(Stored data entries)
★ ★ ★
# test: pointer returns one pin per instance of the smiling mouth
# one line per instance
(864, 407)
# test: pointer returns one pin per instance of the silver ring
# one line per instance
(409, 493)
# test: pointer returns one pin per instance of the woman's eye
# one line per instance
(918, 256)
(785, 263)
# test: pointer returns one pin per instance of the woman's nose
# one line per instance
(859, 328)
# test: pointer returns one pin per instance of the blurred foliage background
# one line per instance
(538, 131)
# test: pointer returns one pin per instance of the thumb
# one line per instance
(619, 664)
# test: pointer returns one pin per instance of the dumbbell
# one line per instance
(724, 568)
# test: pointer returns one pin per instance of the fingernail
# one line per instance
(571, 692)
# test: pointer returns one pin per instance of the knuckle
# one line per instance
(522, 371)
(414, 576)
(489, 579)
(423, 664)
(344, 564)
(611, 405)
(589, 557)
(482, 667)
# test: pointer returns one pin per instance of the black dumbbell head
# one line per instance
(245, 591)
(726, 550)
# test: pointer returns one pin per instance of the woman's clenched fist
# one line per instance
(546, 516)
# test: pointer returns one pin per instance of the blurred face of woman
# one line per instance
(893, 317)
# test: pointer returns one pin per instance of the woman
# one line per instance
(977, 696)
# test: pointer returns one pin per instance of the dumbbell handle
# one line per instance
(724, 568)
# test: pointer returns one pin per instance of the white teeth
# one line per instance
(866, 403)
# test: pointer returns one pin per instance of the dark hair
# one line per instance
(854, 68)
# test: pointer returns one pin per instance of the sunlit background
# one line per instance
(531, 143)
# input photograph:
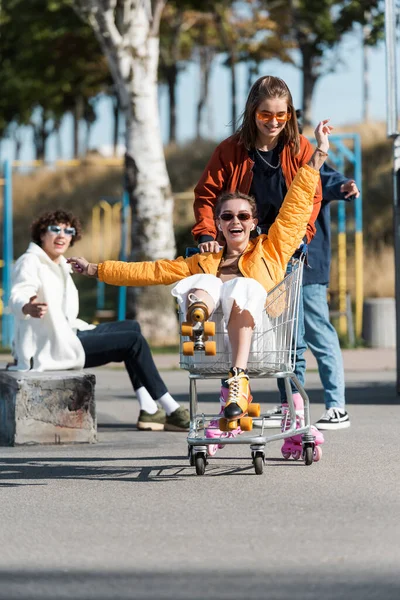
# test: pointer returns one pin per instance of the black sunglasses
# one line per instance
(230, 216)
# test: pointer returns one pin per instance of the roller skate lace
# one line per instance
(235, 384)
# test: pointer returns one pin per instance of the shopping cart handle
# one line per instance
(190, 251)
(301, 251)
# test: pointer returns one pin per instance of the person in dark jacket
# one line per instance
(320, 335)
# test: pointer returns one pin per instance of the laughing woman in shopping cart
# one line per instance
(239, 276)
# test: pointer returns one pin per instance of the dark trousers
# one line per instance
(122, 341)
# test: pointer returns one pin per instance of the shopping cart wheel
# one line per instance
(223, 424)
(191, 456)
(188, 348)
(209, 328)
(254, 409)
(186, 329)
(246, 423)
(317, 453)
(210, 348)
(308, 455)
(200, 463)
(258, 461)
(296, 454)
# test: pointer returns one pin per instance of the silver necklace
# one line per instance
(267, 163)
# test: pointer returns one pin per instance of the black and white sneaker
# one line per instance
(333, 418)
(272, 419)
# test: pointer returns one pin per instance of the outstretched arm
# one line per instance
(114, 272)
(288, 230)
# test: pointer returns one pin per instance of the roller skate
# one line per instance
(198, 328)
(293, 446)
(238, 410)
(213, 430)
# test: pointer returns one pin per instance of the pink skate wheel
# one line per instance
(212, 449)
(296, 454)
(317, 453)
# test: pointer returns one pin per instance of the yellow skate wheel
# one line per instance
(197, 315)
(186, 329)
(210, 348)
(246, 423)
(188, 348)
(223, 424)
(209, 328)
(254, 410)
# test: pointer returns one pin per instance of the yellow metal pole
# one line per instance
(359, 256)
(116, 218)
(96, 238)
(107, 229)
★ ★ ★
**AIM OF THE EXERCISE:** Copy out every line of the records, starting at the line that contains "yellow skate wheel" and ending at the last line of the records, and shift each coordinate in the answers by -146.

**CORRECT ANSWER:**
# test: pointer returns one pin per instance of the yellow skate wheel
# one line per instance
(51, 169)
(40, 183)
(64, 202)
(100, 277)
(42, 202)
(77, 278)
(63, 182)
(108, 264)
# test: pointer returns one pin per instance of the yellow metal pole
# one line per instance
(213, 110)
(-30, 72)
(-50, 92)
(-39, 83)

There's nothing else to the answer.